§ **EXERCISE GOAL**
Copy out all the entries below word for word, leaving the pictures out of your answer.

## start DATA SUPPLIED

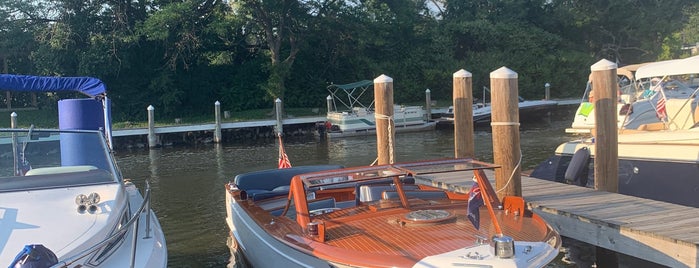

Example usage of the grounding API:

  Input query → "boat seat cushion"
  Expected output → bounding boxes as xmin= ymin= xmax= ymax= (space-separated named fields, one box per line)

xmin=233 ymin=165 xmax=343 ymax=194
xmin=382 ymin=190 xmax=449 ymax=199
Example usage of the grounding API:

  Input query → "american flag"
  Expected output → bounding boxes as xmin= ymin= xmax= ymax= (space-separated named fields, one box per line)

xmin=279 ymin=135 xmax=291 ymax=168
xmin=655 ymin=92 xmax=667 ymax=120
xmin=466 ymin=181 xmax=483 ymax=230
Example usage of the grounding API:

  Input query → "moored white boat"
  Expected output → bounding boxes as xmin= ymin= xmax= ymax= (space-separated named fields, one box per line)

xmin=0 ymin=74 xmax=167 ymax=268
xmin=317 ymin=80 xmax=437 ymax=137
xmin=0 ymin=129 xmax=167 ymax=267
xmin=225 ymin=159 xmax=560 ymax=267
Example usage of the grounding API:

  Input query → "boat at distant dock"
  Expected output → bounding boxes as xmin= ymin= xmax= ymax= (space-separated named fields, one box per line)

xmin=316 ymin=80 xmax=437 ymax=137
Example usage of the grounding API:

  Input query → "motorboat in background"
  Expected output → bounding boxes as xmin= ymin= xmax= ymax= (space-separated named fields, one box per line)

xmin=316 ymin=80 xmax=437 ymax=137
xmin=440 ymin=87 xmax=558 ymax=125
xmin=0 ymin=74 xmax=167 ymax=268
xmin=225 ymin=159 xmax=560 ymax=267
xmin=566 ymin=56 xmax=699 ymax=133
xmin=531 ymin=56 xmax=699 ymax=207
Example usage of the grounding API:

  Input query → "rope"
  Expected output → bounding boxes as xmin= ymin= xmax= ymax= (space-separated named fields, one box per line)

xmin=495 ymin=149 xmax=522 ymax=194
xmin=372 ymin=113 xmax=395 ymax=165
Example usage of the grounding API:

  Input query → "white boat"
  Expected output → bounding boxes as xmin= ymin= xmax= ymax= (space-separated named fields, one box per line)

xmin=0 ymin=129 xmax=167 ymax=268
xmin=0 ymin=75 xmax=167 ymax=268
xmin=440 ymin=87 xmax=558 ymax=125
xmin=225 ymin=159 xmax=561 ymax=267
xmin=531 ymin=57 xmax=699 ymax=207
xmin=566 ymin=56 xmax=699 ymax=133
xmin=318 ymin=80 xmax=437 ymax=137
xmin=531 ymin=127 xmax=699 ymax=207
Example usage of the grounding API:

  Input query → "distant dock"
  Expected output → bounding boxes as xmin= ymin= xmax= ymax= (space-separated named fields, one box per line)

## end DATA SUPPLIED

§ **EXERCISE SOLUTION**
Example usage of the grounding API:

  Input query → "boat seat cushion"
  Expected output → bounding boxes as xmin= ymin= xmax= ymax= (space-separated named fields, one box per line)

xmin=233 ymin=165 xmax=343 ymax=194
xmin=382 ymin=190 xmax=449 ymax=199
Example usage of the grounding API:

  Input query → "american flag"
  Expected output → bounding boxes as xmin= ymin= xmax= ymax= (space-separated named fields, one box per line)

xmin=279 ymin=135 xmax=291 ymax=168
xmin=655 ymin=92 xmax=667 ymax=120
xmin=466 ymin=181 xmax=483 ymax=230
Example usage of the grounding API:

  Input query → "moored white boat"
  Expected output → bounding boxes as xmin= ymin= xmax= ymax= (space-separated named fields, one box per line)

xmin=0 ymin=74 xmax=167 ymax=268
xmin=317 ymin=80 xmax=437 ymax=137
xmin=0 ymin=129 xmax=167 ymax=267
xmin=225 ymin=159 xmax=560 ymax=267
Example usage of the grounding API:

  Input query → "boat at distant dock"
  Expected output → bounding boxes as xmin= ymin= xmax= ymax= (space-separated named fields, one box per line)

xmin=316 ymin=80 xmax=437 ymax=137
Example usage of the grounding API:

  Input query → "motorboat in background"
  Expected output → bounding boxes as xmin= ymin= xmax= ymax= (space-separated named fields, one box per line)

xmin=316 ymin=80 xmax=437 ymax=137
xmin=440 ymin=87 xmax=558 ymax=125
xmin=0 ymin=74 xmax=167 ymax=268
xmin=225 ymin=159 xmax=560 ymax=267
xmin=566 ymin=56 xmax=699 ymax=133
xmin=531 ymin=56 xmax=699 ymax=207
Example usage of the grounding API:

  Input query → "rope"
  Expected output → bounding boxes as xmin= ymin= xmax= ymax= (space-separated named fields, one box per line)

xmin=495 ymin=149 xmax=522 ymax=194
xmin=372 ymin=113 xmax=395 ymax=165
Example usage of the grounding API:

  Input query → "white boat"
  Expected output → bounding boxes as xmin= ymin= xmax= ymax= (space-separated named fields, one box per line)

xmin=0 ymin=129 xmax=167 ymax=268
xmin=0 ymin=75 xmax=167 ymax=268
xmin=440 ymin=87 xmax=558 ymax=125
xmin=225 ymin=159 xmax=561 ymax=267
xmin=531 ymin=57 xmax=699 ymax=207
xmin=566 ymin=56 xmax=699 ymax=133
xmin=318 ymin=80 xmax=437 ymax=137
xmin=531 ymin=127 xmax=699 ymax=207
Example usage of the grounding API:

  Input query → "distant dock"
  Expected output → bounding boxes as xmin= ymin= xmax= ymax= (space-separated named fields, one box per line)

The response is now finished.